* _SUPPLIED RECORDS_
☆ ☆ ☆
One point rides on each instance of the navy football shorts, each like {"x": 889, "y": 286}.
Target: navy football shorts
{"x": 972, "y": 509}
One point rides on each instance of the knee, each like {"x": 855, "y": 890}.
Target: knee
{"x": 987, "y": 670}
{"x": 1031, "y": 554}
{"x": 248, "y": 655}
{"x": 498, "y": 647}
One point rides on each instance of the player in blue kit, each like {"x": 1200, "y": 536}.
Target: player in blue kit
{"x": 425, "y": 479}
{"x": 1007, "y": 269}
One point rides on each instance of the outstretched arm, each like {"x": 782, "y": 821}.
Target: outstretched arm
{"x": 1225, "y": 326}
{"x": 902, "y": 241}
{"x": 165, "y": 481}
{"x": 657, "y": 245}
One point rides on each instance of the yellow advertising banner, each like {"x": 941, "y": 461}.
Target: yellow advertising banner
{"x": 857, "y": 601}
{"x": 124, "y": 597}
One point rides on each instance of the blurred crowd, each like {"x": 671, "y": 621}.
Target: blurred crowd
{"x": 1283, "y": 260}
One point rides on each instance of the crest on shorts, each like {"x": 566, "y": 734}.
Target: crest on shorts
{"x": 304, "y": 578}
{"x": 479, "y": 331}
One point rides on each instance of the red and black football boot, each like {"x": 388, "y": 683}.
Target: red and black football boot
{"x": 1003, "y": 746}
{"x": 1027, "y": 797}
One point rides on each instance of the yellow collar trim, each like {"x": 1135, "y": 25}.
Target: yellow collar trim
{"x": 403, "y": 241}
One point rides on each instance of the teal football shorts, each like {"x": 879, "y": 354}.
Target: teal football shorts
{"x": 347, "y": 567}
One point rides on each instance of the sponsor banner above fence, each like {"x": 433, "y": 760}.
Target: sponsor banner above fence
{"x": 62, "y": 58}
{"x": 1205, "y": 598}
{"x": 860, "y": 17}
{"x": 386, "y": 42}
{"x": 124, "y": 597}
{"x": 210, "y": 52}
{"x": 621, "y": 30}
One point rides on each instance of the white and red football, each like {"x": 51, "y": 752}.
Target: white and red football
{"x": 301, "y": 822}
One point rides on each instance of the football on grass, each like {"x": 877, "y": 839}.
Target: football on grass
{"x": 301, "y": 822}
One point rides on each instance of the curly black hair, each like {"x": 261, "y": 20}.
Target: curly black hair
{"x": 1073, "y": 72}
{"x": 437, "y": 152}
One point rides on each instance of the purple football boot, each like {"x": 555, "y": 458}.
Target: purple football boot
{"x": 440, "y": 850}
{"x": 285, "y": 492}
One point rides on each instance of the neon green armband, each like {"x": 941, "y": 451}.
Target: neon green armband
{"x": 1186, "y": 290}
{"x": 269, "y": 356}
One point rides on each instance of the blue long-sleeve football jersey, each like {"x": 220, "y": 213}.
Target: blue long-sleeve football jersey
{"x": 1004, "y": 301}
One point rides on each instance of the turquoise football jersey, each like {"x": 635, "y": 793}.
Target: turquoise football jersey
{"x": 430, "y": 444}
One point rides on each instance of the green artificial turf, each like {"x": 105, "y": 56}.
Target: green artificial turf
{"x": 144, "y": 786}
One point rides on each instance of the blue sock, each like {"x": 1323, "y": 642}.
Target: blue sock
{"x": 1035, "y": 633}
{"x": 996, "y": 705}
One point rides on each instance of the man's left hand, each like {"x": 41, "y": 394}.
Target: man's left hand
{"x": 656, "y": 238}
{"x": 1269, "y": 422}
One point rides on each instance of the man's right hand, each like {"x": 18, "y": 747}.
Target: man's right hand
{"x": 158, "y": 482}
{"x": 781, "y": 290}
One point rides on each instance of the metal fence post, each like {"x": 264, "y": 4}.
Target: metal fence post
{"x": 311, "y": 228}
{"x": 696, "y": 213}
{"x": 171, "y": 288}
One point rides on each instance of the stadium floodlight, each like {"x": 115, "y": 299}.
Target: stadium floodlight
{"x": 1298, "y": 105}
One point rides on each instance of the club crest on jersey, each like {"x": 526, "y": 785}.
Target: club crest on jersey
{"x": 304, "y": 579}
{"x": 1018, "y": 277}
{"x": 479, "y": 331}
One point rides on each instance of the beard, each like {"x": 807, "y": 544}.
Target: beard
☆ ☆ ☆
* _TO BE DONE_
Reproduce precisely the span of lines that begins at the line containing "One point rides on each instance of the green" and ends with the last line of the listing.

* _RESULT FOR THIS TASK_
One point rides on each instance of the green artificial turf, each like {"x": 105, "y": 56}.
Target: green artificial turf
{"x": 144, "y": 786}
One point rides on each instance of the blue sock, each like {"x": 1323, "y": 642}.
Target: blue sock
{"x": 1035, "y": 633}
{"x": 996, "y": 705}
One point rides on each instance of the man's left hand, each like {"x": 41, "y": 394}.
Target: man's left hand
{"x": 656, "y": 238}
{"x": 1269, "y": 422}
One point rides on each instance of the man's right hand, each like {"x": 18, "y": 747}.
Target: man's right hand
{"x": 158, "y": 482}
{"x": 781, "y": 290}
One point rides on each instance of the metal fence post, each like {"x": 264, "y": 4}.
Target: metal fence post
{"x": 311, "y": 228}
{"x": 696, "y": 213}
{"x": 171, "y": 288}
One point rides on each instance of the stadium floodlight, each like {"x": 115, "y": 299}.
Target: stadium floodlight
{"x": 1298, "y": 105}
One point rides on each instance of the club crest on jersey, each like {"x": 526, "y": 785}.
Target: club crest on jersey
{"x": 304, "y": 579}
{"x": 1018, "y": 277}
{"x": 479, "y": 331}
One point rides on each instance of the beard, each like {"x": 807, "y": 544}.
Target: beard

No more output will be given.